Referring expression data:

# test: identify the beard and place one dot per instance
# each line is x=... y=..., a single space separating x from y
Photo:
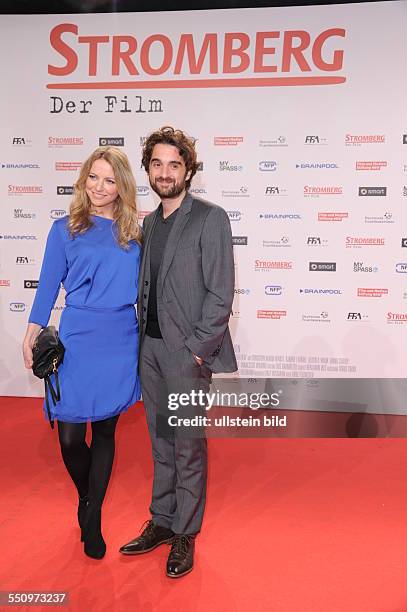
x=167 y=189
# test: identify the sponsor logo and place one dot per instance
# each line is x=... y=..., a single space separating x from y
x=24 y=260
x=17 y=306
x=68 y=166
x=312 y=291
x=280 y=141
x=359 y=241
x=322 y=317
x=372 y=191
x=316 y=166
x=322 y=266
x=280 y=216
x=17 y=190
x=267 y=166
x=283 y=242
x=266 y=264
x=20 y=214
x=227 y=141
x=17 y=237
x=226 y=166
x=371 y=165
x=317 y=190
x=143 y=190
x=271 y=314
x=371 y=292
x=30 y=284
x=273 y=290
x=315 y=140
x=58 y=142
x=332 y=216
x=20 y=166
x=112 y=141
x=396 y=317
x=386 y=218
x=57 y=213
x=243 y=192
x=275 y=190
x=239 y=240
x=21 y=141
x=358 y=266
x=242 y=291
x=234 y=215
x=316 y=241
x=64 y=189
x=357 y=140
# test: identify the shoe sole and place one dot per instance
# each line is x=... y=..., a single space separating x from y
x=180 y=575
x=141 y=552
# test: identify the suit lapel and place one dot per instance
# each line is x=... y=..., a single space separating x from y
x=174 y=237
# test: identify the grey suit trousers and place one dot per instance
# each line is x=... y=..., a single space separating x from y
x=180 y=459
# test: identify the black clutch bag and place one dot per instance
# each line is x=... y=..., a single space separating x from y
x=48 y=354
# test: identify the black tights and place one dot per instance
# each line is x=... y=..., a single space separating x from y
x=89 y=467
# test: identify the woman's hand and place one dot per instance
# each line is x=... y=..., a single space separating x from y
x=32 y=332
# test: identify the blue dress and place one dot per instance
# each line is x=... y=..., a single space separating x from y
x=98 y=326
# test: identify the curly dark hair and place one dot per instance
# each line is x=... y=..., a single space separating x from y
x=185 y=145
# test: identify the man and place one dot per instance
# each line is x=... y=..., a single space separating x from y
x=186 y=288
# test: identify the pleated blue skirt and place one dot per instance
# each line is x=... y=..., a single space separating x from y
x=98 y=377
...
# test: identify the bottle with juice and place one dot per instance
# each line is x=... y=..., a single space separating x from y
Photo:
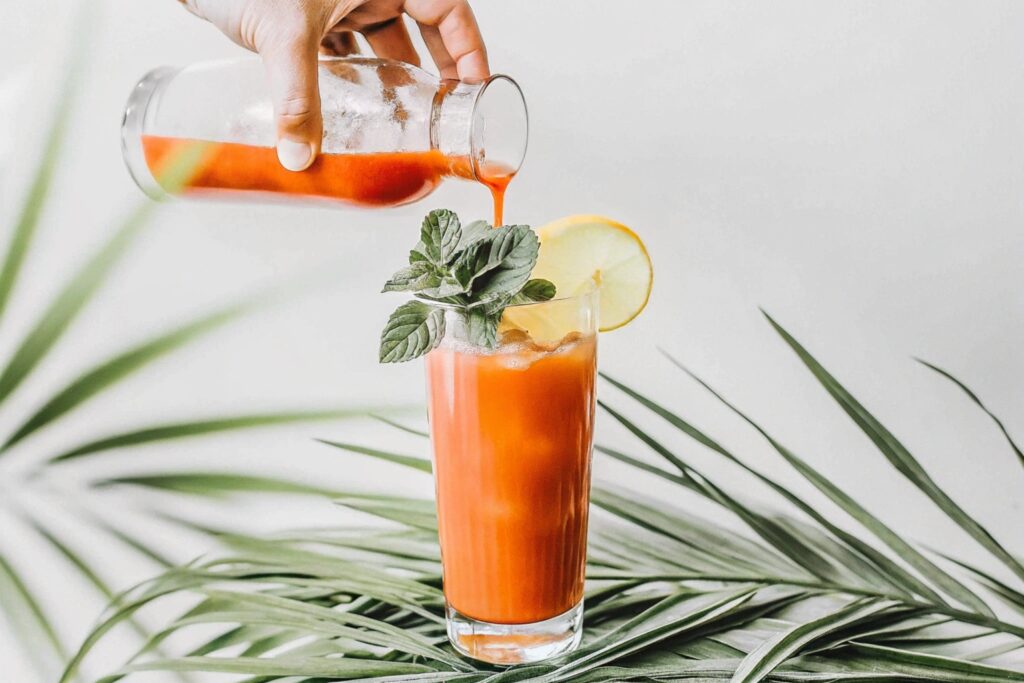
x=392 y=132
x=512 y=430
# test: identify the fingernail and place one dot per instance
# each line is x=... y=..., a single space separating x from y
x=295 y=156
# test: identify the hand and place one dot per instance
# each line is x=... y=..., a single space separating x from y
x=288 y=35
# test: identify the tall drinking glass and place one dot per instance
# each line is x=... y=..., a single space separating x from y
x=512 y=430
==
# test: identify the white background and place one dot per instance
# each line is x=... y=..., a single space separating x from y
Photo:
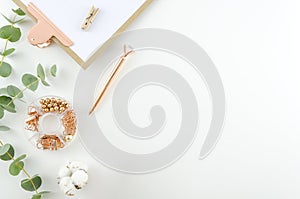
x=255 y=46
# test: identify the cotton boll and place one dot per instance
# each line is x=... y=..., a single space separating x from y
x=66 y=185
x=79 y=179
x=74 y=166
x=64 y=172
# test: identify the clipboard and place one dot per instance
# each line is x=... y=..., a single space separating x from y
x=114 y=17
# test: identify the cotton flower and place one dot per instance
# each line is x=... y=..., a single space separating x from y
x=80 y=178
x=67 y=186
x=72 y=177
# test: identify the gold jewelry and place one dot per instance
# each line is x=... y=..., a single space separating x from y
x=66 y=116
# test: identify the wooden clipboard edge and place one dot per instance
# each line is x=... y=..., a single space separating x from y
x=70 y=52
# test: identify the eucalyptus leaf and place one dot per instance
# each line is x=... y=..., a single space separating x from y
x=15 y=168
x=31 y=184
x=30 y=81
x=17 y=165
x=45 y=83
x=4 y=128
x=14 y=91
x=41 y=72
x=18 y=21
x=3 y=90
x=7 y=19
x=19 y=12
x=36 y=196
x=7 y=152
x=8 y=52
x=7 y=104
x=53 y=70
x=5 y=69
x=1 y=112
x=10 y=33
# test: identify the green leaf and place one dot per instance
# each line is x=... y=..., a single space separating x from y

ASSIGNMENT: The answer is the lines above from the one with "# test: identify the beard" to the one with "# test: identify the sponsor", set down exactly, with no pictures.

PROBLEM SOLUTION:
# test: identify the beard and place one dot per instance
# each line is x=... y=..., a single space separating x from y
Photo:
x=167 y=189
# test: identify the sponsor logo and place one dot per instance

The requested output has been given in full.